Michael Gross & the Statuettes, Sunset Beach
Sunset Beach is an accessible collection of ornate guitar anthems and the band’s familiar pop-rock. It’s appealing but not predictable. The melodious waves that crash are heard best within “Don’t Let Me Down” with its lush, building textures and cutting guitar lines. Later, “Come Together/Fall Apart” croons with break-up sentiments and fragile piano and guitar harmonies. On most of the tracks, Gross muses about the significance of a rockstar life that never takes off: What becomes of dreams never attained? Who are we then? How do others view us? With the closing track, retro alt-rock gem “Black Is Black,” Michael Gross & the Statuettes successfully summon an attentive listen, from cover to cover. This second release demonstrated a more finely tuned sound and a matured approach. Catapult Records, Aug. 14.
Marinade, Soak Your Meat in This …
Every track on this spicily titled album is soaked in a thick layer of reggae, blues and jam. With passionate lyrics peppered on top of meaty American rock, Marinade sounds confident. Admittedly, the release doesn’t quite capture the power of Marinade’s live performances, a feat that proves out of reach on many jam-band records. Still, the five-piece has put out a strong collection of tasty and flavorful grooves to whet fans’ appetites. The album’s opening track, “Me,” showcases a punchy sense of rhythm. Vocalist Talia Keys’ stylings are especially saucy on “Gemini Dream” with strident vocals as she leads her band in a grooving rhythms—the band is always deeply in the pocket. It’s a noteworthy debut for the burgeoning local musicians who have played for years without a proper release. CD Release Show: w/ Brian Ernst, The Pour Horse @ The State Room, 638 S. State, Sept. 12, 8 p.m., $10.

*Given records*:

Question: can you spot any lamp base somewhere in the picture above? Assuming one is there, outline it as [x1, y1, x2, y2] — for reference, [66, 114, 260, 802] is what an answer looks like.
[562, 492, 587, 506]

---

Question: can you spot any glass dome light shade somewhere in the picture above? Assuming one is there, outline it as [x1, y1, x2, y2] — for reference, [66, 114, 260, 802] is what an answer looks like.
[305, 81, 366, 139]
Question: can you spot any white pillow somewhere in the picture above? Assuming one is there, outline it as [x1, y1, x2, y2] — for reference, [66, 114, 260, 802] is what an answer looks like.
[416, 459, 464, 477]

...

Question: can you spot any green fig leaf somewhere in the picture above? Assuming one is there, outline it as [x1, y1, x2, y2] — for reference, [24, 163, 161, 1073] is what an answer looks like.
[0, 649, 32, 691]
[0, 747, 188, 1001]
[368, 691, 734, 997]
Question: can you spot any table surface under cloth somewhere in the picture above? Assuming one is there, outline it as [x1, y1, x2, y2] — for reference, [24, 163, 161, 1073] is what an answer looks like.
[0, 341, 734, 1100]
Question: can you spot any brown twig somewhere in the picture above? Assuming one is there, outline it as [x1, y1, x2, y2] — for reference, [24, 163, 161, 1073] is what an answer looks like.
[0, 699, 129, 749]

*What you have to do*:
In the album reviews, which label released Sunset Beach?

*Output for this task*:
Catapult Records